Required actions.
A: Answer these questions using the forum thread on the mod awards:
(i) What does MDowdey offer Osmer_Toby as a bribe?
(ii) Whom did Scott WRG Editor vote for?
(iii) What does Chase remind everyone that he brought them?
B: From the forum thread on the mod awards, extract the stretch from "## Scott WRG" through "on the list?!" word for word.
==== Document segment ====
# ThE MoD AwArDs!!!!!!!!



## MDowdey (Sep 10, 2004)

and the nominees for peoples choice are:



rock the vote people



md


----------



## Osmer_Toby (Sep 10, 2004)

i'm waitin for a bribe before _i_ vote


----------



## MDowdey (Sep 10, 2004)

Osmer_Toby said:
			
		

> i'm waitin for a bribe before _i_ vote




i got ten bucks and a stick of gum, will that work?

md


----------



## Osmer_Toby (Sep 10, 2004)

MDowdey said:
			
		

> Osmer_Toby said:
> 
> 
> 
> ...



tempting.  anything good on the gum?


----------



## MDowdey (Sep 10, 2004)

Osmer_Toby said:
			
		

> MDowdey said:
> 
> 
> 
> ...



well...now my saliva is on the gum, so i guess we are back down to 10 bucks

md


----------



## mentos_007 (Sep 10, 2004)

I don't want to judge anyone... You alla re great guys! Can I vote for all of yah?


----------



## Scott WRG Editor (Sep 10, 2004)

I voted for Manda cuz shes hot


----------



## Chase (Sep 10, 2004)

How are we supposed to win the guys' vote with a female on the list?!

And just remember, I brought you this forum, and *I CAN TAKE IT AWAY!!*   :mrgreen:


----------



## MDowdey (Sep 10, 2004)
==== Records provided ====
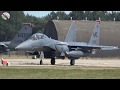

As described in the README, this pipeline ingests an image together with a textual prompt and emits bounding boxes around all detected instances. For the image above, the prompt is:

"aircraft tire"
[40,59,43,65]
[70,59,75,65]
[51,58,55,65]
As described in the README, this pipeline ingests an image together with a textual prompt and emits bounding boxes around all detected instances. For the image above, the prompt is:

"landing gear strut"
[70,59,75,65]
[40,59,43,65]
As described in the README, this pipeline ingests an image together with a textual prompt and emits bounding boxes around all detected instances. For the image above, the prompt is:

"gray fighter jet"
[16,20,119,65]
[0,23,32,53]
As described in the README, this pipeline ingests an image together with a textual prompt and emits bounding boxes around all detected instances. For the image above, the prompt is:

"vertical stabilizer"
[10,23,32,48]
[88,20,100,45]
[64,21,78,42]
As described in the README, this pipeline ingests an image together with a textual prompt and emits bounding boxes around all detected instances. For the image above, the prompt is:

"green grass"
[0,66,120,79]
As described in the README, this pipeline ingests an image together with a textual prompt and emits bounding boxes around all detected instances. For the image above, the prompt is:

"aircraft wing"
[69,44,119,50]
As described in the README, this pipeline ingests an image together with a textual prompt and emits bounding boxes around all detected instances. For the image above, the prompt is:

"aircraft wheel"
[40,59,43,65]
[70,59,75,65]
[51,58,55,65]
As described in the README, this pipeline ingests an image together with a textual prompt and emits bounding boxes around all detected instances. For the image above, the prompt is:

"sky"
====
==== Records provided ====
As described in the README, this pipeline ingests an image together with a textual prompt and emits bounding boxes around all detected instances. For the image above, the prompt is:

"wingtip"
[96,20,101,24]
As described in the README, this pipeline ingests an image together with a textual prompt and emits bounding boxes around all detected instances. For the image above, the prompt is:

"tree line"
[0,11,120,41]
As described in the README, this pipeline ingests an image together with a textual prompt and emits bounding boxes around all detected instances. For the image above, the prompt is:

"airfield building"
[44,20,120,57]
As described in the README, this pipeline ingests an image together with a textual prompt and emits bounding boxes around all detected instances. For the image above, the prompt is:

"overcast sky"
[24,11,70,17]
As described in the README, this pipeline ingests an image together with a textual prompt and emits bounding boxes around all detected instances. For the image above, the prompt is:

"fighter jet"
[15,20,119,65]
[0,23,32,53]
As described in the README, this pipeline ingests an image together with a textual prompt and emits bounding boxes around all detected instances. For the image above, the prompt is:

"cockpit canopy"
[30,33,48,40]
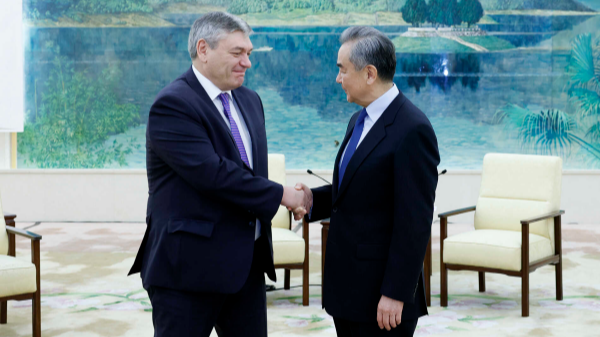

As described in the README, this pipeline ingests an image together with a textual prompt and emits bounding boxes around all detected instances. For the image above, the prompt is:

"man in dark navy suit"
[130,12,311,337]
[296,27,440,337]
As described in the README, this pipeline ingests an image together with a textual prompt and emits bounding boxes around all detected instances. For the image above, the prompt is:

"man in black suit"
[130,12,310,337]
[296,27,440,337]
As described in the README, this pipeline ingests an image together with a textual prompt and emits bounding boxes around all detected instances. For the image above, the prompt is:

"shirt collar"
====
==== Records provided ====
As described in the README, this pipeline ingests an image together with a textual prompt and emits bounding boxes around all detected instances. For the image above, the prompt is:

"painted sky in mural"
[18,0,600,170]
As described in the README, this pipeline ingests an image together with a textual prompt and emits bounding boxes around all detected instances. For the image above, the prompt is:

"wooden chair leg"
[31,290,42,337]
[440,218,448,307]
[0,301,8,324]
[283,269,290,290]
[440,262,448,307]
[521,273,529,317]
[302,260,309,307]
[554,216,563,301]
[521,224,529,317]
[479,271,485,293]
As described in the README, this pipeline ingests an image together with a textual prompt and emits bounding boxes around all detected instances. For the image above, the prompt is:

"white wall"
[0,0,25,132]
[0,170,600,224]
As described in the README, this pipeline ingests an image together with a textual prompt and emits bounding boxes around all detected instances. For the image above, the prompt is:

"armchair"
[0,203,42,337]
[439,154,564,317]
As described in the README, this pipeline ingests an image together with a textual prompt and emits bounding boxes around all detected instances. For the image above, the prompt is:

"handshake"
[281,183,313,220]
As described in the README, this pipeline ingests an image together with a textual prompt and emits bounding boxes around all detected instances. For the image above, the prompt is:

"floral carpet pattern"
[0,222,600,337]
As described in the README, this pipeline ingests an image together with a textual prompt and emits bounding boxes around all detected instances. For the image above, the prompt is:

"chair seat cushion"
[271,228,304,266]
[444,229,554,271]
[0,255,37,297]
====
Solution set.
A:
(i) Ten bucks and a stick of gum.
(ii) Manda.
(iii) The forum.

B:
## Scott WRG Editor (Sep 10, 2004)

I voted for Manda cuz shes hot


----------



## Chase (Sep 10, 2004)

How are we supposed to win the guys' vote with a female on the list?!